About this exercise => Once the line containing "[indicate] the bush" is found, return it and every line that follows, up to and including the final line of the material, exactly as written.

Records shown =>
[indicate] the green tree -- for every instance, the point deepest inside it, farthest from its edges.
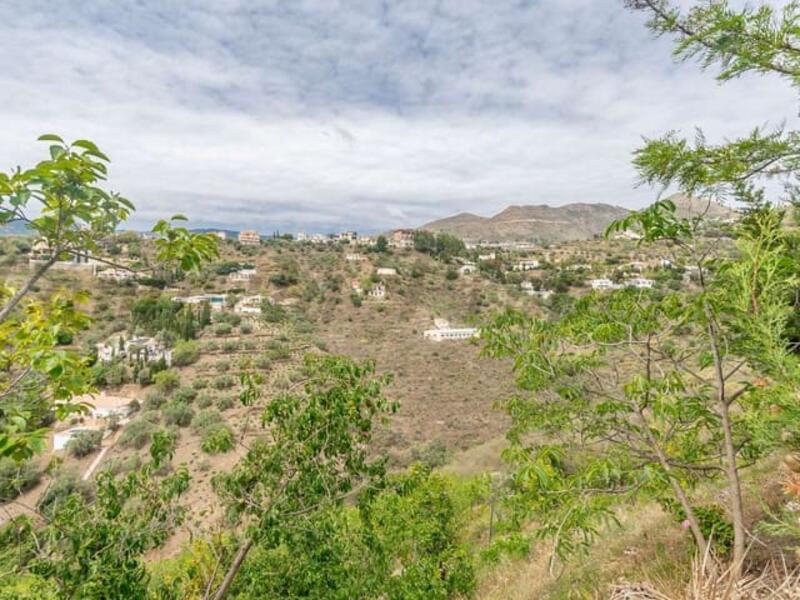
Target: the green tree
(316, 452)
(74, 213)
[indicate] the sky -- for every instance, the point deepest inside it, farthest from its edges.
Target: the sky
(322, 115)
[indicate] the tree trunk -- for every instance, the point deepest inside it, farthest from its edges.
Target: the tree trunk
(222, 591)
(21, 292)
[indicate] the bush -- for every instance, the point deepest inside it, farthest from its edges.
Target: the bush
(167, 381)
(223, 382)
(217, 439)
(207, 419)
(84, 443)
(272, 313)
(185, 353)
(185, 394)
(62, 487)
(178, 413)
(16, 478)
(137, 433)
(205, 401)
(154, 400)
(226, 402)
(223, 329)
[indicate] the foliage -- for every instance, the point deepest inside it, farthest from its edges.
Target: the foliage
(439, 245)
(17, 477)
(84, 443)
(63, 485)
(167, 381)
(93, 549)
(137, 433)
(178, 413)
(316, 451)
(185, 353)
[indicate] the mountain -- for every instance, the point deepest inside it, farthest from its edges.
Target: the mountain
(687, 207)
(534, 223)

Solved exercise =>
[indicate] the bush -- for every instance, the point deepest inside it, farthest from its edges.
Target: the bush
(167, 381)
(223, 382)
(217, 439)
(207, 419)
(84, 443)
(272, 313)
(185, 353)
(185, 394)
(62, 487)
(178, 413)
(16, 478)
(137, 433)
(205, 401)
(154, 400)
(226, 402)
(223, 329)
[indicate] the foliage -- for every instance, the point deepest inside it, farthest from its edges.
Target: the foliage
(439, 245)
(17, 477)
(84, 443)
(63, 485)
(167, 381)
(93, 549)
(137, 433)
(178, 413)
(316, 451)
(185, 353)
[indicate] the mountain -- for every instance, the point deepest inside it, farthest from its edges.
Target: the mountain
(687, 207)
(534, 223)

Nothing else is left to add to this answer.